[DIRECTION]:
Return each line of the data below exactly, omitting any pictures.

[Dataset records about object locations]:
▼

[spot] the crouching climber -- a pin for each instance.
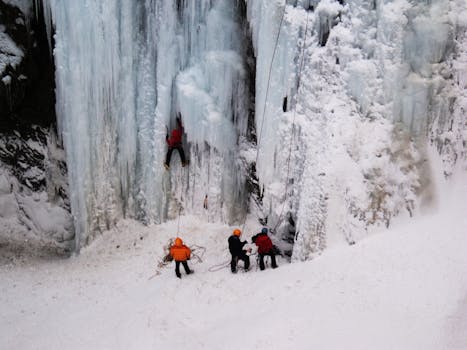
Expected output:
(174, 142)
(237, 251)
(180, 253)
(265, 247)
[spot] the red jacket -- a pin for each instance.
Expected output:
(175, 139)
(264, 244)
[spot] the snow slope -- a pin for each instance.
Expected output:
(404, 289)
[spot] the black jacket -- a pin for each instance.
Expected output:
(235, 245)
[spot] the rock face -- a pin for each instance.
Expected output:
(34, 208)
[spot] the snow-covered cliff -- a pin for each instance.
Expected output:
(315, 116)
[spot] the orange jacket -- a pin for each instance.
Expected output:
(179, 251)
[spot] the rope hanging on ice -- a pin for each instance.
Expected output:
(293, 122)
(294, 107)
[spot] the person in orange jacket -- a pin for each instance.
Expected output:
(174, 142)
(180, 253)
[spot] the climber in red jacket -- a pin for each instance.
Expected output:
(175, 142)
(265, 247)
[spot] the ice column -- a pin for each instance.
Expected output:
(124, 69)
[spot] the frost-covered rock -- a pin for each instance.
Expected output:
(34, 208)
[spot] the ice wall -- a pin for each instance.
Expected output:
(379, 79)
(124, 69)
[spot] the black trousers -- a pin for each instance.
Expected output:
(235, 258)
(169, 154)
(273, 260)
(177, 268)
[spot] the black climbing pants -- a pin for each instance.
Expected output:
(177, 268)
(235, 258)
(273, 260)
(169, 154)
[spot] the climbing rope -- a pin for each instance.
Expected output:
(268, 84)
(302, 60)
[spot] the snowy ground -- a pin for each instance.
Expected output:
(403, 289)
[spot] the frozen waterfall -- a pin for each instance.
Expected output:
(124, 69)
(328, 107)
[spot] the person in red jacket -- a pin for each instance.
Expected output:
(265, 247)
(180, 253)
(175, 142)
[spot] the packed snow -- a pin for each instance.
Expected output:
(402, 289)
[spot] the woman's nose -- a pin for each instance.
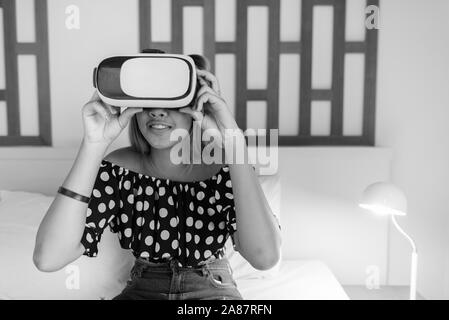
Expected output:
(158, 113)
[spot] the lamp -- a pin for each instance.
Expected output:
(386, 199)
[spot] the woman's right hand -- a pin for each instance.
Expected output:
(102, 122)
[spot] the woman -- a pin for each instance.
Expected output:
(174, 217)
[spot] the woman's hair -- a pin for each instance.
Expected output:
(138, 141)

▲

[SOLUTION TO THIS EXERCISE]:
[spot] the crouching climber -- a pin for each instance.
Expected output:
(174, 142)
(237, 251)
(180, 253)
(265, 247)
[spot] the red jacket -- a pin for each instance.
Expected output:
(175, 139)
(264, 244)
[spot] the snow slope -- a pin for each instance.
Expected output:
(404, 289)
[spot] the black jacket -- a pin for each instance.
Expected output:
(235, 245)
[spot] the rock face -- a pin for each instance.
Expected output:
(34, 208)
[spot] the snow-covered cliff -- a pin for each instance.
Expected output:
(315, 116)
[spot] the orange jacket -- a pin for each instance.
Expected output:
(179, 251)
[spot] the rope hanging on ice -- a pin for each instance.
Expected output:
(293, 122)
(294, 107)
[spot] the person in orange jacket -- a pin for each instance.
Expected output:
(174, 142)
(180, 253)
[spot] the climber in red jacket -- a pin for each instance.
Expected output:
(175, 142)
(265, 247)
[spot] the ice column -- a pin for each instance.
Expected output:
(124, 69)
[spot] the frost-covered rock -- a pin for each instance.
Expected output:
(34, 208)
[spot] the ice wall -- a pin for each instance.
Expected output:
(379, 79)
(124, 69)
[spot] the black trousers -- a pin for each instance.
Expected output:
(235, 258)
(169, 154)
(273, 260)
(177, 268)
[spot] the black climbing pants -- a pin for each instance.
Expected output:
(177, 268)
(235, 258)
(273, 260)
(169, 154)
[spot] the climbing rope -- a pin for each instance.
Expected output:
(268, 84)
(302, 60)
[spot] the snowy ground -- a pin for each instance.
Expected output:
(403, 289)
[spot] the frozen waterfall -- a pin for each instance.
Expected output:
(124, 69)
(328, 107)
[spot] the person in red jacket -- a pin for each instance.
Expected output:
(265, 247)
(180, 253)
(175, 142)
[spot] the packed snow -- a pin for each instance.
Expected output:
(402, 289)
[spot] the woman's nose -- a pin for each instance.
Expected output:
(158, 113)
[spot] the lamp -- a pin for each instance.
Expected output:
(386, 199)
[spot] the woman's right hand -- a pin for each instance.
Expected output:
(102, 122)
[spot] the woman -- a pin for each instance.
Expected output:
(174, 217)
[spot] the woman's hair -- a pin for each instance.
Expected output:
(138, 141)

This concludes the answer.